Exercise instructions
Whatever the records below say, write them all out exactly.

[Saved entries]

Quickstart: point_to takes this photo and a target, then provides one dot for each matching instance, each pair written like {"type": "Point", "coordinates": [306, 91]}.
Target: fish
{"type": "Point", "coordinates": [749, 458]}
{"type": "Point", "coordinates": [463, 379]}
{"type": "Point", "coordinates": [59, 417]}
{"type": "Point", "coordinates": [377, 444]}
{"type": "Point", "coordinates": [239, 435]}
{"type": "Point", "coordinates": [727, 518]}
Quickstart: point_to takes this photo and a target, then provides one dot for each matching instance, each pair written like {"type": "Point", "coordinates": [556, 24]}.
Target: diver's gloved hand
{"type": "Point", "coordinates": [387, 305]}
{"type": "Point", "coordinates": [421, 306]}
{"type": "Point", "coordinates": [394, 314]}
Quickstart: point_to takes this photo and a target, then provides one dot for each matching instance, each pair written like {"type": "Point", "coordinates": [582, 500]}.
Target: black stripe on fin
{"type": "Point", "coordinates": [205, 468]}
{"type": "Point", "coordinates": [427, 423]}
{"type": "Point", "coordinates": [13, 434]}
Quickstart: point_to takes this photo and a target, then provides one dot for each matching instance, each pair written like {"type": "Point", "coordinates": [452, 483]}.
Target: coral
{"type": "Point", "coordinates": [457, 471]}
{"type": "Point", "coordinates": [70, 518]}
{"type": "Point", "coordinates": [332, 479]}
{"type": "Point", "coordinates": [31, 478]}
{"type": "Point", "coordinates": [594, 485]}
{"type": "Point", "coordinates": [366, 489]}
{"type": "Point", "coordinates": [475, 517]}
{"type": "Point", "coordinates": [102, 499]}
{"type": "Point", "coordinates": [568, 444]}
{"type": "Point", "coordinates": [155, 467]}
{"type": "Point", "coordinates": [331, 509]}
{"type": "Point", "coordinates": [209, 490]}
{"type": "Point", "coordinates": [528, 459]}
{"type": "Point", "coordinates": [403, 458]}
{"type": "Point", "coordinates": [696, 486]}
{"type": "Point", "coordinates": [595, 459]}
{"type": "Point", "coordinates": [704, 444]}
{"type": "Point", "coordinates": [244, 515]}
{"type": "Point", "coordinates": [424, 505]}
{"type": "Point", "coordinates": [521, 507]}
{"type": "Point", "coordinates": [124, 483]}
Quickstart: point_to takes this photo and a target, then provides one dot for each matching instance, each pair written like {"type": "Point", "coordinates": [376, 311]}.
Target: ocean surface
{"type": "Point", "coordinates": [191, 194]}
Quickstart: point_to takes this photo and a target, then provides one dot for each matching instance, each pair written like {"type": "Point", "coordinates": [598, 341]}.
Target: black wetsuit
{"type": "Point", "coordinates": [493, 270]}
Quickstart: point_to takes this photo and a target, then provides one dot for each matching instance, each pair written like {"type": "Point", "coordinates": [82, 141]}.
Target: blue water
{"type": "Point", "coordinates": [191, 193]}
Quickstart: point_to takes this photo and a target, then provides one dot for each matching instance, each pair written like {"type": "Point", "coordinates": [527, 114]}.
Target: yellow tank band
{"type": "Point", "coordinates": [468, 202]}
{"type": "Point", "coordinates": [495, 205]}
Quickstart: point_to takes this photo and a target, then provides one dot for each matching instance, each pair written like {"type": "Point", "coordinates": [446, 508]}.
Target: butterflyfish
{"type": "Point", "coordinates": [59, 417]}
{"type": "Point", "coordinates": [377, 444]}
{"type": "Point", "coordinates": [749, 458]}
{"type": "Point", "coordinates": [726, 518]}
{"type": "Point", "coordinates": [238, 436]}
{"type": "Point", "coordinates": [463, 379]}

Result of this exercise
Quickstart: point_to takes this photo and a target, then provides one dot for each matching instance, each pair written like {"type": "Point", "coordinates": [306, 91]}.
Target: fish
{"type": "Point", "coordinates": [749, 458]}
{"type": "Point", "coordinates": [463, 379]}
{"type": "Point", "coordinates": [59, 417]}
{"type": "Point", "coordinates": [377, 444]}
{"type": "Point", "coordinates": [239, 435]}
{"type": "Point", "coordinates": [727, 518]}
Quickstart: point_to takes this photo and a target, then provides one dot for each matching instance, each pair written like {"type": "Point", "coordinates": [556, 24]}.
Target: diver's gloved hand
{"type": "Point", "coordinates": [387, 305]}
{"type": "Point", "coordinates": [421, 306]}
{"type": "Point", "coordinates": [394, 314]}
Quickstart: point_to takes this photo and a target, then provides one dot for each matching instance, each pair written like {"type": "Point", "coordinates": [582, 500]}.
Target: black stripe on fin
{"type": "Point", "coordinates": [205, 468]}
{"type": "Point", "coordinates": [427, 423]}
{"type": "Point", "coordinates": [13, 434]}
Quickstart: point_to takes this photo and a target, then provides one dot for each matching instance, each pair written like {"type": "Point", "coordinates": [452, 483]}.
Target: coral
{"type": "Point", "coordinates": [457, 471]}
{"type": "Point", "coordinates": [70, 518]}
{"type": "Point", "coordinates": [332, 479]}
{"type": "Point", "coordinates": [31, 478]}
{"type": "Point", "coordinates": [594, 485]}
{"type": "Point", "coordinates": [366, 489]}
{"type": "Point", "coordinates": [475, 517]}
{"type": "Point", "coordinates": [102, 499]}
{"type": "Point", "coordinates": [568, 444]}
{"type": "Point", "coordinates": [155, 467]}
{"type": "Point", "coordinates": [331, 509]}
{"type": "Point", "coordinates": [209, 490]}
{"type": "Point", "coordinates": [528, 459]}
{"type": "Point", "coordinates": [403, 458]}
{"type": "Point", "coordinates": [696, 486]}
{"type": "Point", "coordinates": [595, 459]}
{"type": "Point", "coordinates": [704, 444]}
{"type": "Point", "coordinates": [244, 515]}
{"type": "Point", "coordinates": [424, 505]}
{"type": "Point", "coordinates": [521, 507]}
{"type": "Point", "coordinates": [124, 483]}
Quickstart: point_to takes this photo and a target, then provides one dot for each matching instance, each pair written like {"type": "Point", "coordinates": [376, 311]}.
Target: ocean surface
{"type": "Point", "coordinates": [191, 194]}
Quickstart: point_to takes this photo and a target, then provides one dot for each matching instance, each pair written like {"type": "Point", "coordinates": [598, 341]}.
Target: black wetsuit
{"type": "Point", "coordinates": [493, 270]}
Quickstart: point_to takes this photo and a target, then provides one dot for each matching instance, each pair written like {"type": "Point", "coordinates": [82, 141]}.
Target: blue water
{"type": "Point", "coordinates": [191, 193]}
Quickstart: point_to takes this photo and a target, then provides one dot for each matching instance, each pair written like {"type": "Point", "coordinates": [527, 114]}.
Target: yellow tank band
{"type": "Point", "coordinates": [468, 202]}
{"type": "Point", "coordinates": [495, 205]}
Quickstart: point_to takes this photo and a target, then provides one dot for each matching instance, each pair written like {"type": "Point", "coordinates": [446, 508]}.
Target: butterflyfish
{"type": "Point", "coordinates": [59, 417]}
{"type": "Point", "coordinates": [377, 444]}
{"type": "Point", "coordinates": [749, 458]}
{"type": "Point", "coordinates": [726, 518]}
{"type": "Point", "coordinates": [238, 436]}
{"type": "Point", "coordinates": [463, 379]}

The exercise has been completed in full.